--- start ---
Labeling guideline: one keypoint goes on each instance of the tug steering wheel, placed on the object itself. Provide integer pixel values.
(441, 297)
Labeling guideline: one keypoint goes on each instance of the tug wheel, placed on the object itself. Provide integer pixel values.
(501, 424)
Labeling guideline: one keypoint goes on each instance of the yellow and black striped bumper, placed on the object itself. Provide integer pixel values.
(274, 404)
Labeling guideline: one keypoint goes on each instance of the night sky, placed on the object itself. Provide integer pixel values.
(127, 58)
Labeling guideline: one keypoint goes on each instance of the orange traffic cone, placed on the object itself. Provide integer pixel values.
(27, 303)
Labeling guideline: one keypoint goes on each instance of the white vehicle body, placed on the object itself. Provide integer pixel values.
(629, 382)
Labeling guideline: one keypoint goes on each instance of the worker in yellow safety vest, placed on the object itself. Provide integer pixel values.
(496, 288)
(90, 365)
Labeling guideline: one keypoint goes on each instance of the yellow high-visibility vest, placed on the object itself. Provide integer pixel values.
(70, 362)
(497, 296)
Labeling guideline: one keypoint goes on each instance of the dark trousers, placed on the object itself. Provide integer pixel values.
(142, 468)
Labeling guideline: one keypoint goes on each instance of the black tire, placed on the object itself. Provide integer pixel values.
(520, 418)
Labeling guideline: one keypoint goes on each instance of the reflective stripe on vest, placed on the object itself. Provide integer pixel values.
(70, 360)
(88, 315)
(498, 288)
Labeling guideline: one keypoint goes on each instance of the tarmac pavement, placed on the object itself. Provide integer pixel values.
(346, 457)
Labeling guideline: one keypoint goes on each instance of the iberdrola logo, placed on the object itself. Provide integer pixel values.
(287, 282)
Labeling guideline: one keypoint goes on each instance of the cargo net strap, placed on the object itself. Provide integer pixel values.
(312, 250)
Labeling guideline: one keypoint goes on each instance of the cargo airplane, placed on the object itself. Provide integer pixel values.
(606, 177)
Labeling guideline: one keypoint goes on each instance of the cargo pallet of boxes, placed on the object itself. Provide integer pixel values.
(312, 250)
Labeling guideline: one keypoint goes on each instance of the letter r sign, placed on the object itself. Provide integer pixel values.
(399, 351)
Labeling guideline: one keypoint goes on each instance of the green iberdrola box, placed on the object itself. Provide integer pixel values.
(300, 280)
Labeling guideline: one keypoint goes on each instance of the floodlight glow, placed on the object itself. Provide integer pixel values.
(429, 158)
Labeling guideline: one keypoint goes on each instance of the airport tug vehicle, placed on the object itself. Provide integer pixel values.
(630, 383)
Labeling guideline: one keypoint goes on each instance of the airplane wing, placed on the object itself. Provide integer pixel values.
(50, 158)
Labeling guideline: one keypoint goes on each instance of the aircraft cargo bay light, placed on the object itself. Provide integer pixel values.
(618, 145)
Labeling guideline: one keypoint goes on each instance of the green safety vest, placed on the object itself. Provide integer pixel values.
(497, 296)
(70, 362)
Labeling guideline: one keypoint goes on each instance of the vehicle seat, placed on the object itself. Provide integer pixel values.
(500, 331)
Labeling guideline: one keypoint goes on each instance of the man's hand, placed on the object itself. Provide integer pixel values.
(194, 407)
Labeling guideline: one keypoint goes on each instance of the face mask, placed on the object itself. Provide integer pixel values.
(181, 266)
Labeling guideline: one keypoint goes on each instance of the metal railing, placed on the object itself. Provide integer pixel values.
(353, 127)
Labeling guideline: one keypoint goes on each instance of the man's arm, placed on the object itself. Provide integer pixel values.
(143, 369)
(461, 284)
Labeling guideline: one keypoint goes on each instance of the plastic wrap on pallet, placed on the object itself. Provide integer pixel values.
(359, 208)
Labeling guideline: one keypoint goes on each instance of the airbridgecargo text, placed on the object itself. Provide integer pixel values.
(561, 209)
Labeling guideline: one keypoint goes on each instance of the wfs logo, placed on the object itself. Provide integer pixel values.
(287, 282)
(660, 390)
--- end ---
--- start ---
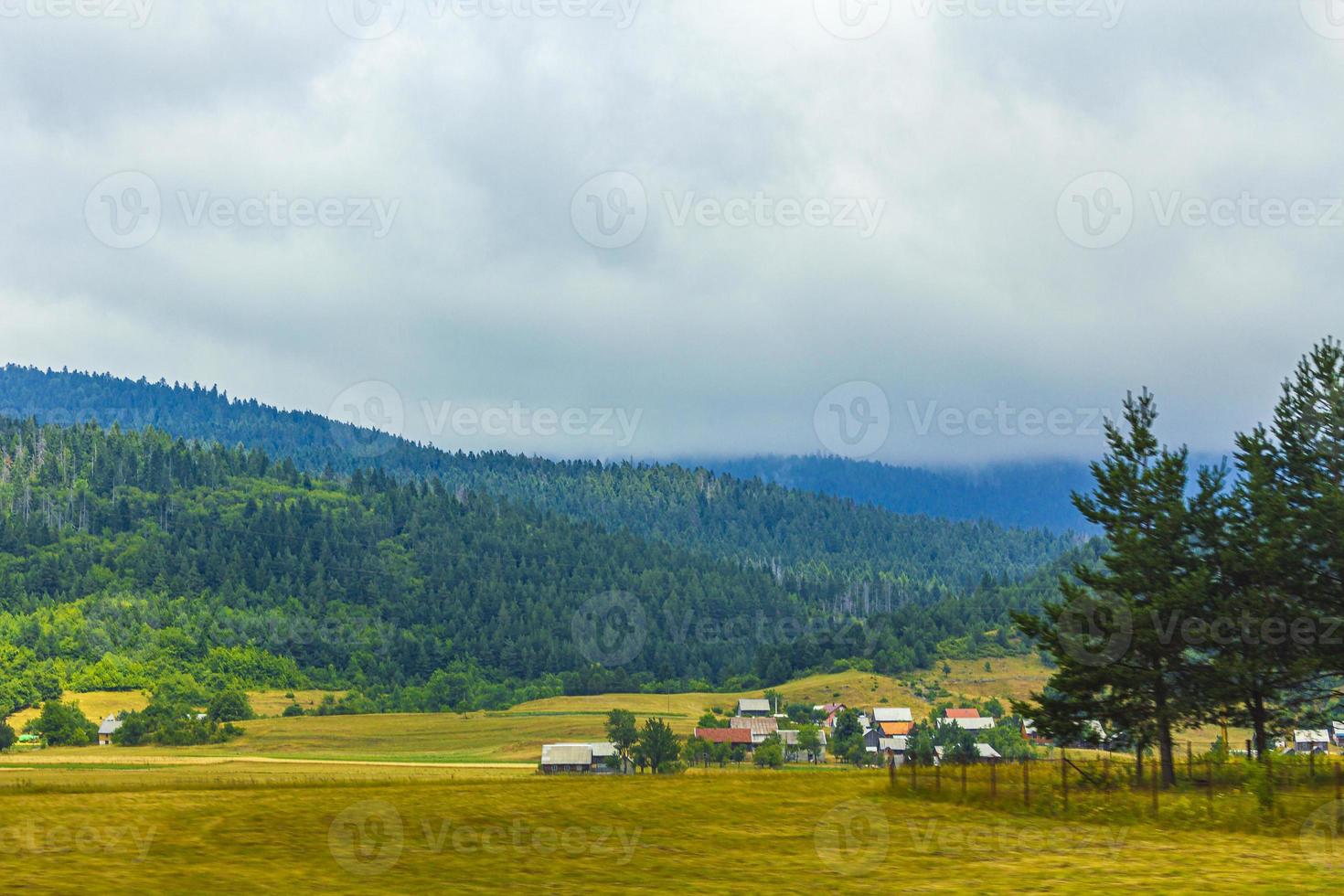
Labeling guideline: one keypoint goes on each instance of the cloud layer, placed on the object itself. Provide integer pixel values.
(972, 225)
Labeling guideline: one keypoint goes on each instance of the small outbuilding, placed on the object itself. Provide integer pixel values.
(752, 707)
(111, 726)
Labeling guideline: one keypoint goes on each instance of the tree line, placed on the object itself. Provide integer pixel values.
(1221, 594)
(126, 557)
--- end ---
--- start ---
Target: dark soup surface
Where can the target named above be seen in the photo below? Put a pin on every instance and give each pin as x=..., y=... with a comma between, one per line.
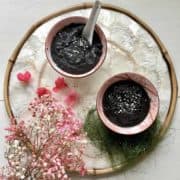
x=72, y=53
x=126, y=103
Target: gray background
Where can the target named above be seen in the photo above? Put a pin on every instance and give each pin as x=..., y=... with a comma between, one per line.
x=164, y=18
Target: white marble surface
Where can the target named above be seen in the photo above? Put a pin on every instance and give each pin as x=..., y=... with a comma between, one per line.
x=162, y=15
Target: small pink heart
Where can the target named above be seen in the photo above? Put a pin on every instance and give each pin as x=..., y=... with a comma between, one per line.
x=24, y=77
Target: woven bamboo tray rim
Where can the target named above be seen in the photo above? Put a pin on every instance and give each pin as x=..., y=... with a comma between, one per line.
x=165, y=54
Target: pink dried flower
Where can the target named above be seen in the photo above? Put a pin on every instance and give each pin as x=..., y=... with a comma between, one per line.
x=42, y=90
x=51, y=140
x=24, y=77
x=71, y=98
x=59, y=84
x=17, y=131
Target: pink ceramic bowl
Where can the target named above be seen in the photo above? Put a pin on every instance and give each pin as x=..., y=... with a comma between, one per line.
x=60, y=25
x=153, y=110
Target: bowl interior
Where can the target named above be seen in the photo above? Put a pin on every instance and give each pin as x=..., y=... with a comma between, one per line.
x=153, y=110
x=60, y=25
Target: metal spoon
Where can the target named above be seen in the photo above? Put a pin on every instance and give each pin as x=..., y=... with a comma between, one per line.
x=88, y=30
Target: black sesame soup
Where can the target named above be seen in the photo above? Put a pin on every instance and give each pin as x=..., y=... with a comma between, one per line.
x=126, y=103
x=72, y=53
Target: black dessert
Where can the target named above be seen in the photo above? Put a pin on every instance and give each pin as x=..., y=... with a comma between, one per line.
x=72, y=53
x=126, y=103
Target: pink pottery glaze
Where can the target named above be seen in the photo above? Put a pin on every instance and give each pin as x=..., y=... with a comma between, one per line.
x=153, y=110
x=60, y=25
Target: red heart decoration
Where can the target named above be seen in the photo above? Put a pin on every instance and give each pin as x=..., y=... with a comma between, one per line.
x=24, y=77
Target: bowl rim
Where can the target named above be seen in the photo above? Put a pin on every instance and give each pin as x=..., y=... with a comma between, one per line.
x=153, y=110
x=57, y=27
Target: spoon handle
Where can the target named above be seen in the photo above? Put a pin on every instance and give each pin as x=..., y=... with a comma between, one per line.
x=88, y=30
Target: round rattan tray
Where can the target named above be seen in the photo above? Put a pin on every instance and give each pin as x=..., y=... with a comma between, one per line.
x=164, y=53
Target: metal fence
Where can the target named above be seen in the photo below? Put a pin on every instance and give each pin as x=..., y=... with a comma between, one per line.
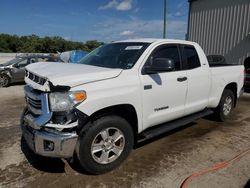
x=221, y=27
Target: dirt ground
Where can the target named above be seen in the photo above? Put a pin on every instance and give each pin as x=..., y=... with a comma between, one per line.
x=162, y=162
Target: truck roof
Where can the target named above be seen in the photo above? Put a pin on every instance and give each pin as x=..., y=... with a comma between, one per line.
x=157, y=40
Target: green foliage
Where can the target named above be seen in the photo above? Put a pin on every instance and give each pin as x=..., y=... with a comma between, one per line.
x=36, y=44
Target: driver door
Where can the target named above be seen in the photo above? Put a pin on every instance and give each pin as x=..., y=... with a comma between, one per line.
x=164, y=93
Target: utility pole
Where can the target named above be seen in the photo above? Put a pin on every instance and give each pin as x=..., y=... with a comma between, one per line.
--- end ---
**WHAT IS REQUIRED:** Copy out everything in the material from the line containing "Target: black sesame soup" down to the line containing "x=162, y=162", both of those lines included, with each line kept word for word. Leave out the picture.

**CORRECT ANSWER:**
Target: black sesame soup
Where can the target named above be seen in the photo above? Put a pin on every instance and give each pin as x=..., y=... with a comma between, one per line.
x=126, y=103
x=72, y=53
Target: black dessert
Where can the target named above be seen in the photo above? Put a pin on every instance and give each pin as x=..., y=... with a comma between, one per line.
x=72, y=53
x=126, y=103
Target: pink pottery glaze
Where can the target named above be seen in the photo above? Put a pin on every instance and give each pin as x=..., y=... with a comma between, one per line.
x=153, y=110
x=60, y=25
Target: red heart decoration
Where can the target named above be seen in the photo above? Put a pin on every instance and give each pin as x=..., y=... with a comma between, one per line.
x=24, y=77
Target: bowl rim
Where can the target named above be seen in the photo above? Put a pin on every instance and give each pin as x=..., y=... with a comma between, one per line.
x=153, y=110
x=57, y=27
Target: spoon handle
Where can the target named above be seen in the photo above? Put a pin on every instance and give each pin as x=..., y=... with a comma between, one per line.
x=88, y=30
Target: round rattan tray
Where can the target named above be seen in the photo above? Put a pin on every instance and give each pin as x=..., y=... with a comma between, one per line.
x=164, y=53
Target: metal fence
Where can the target named above be seen in the photo below? Put a pin on every instance and give each pin as x=..., y=... with a comma between, one per line.
x=221, y=27
Target: dirt ground
Where can the target named above be seen in the photo above? Put a pin on every instance and give each pin as x=..., y=... with a comma between, one per line.
x=162, y=162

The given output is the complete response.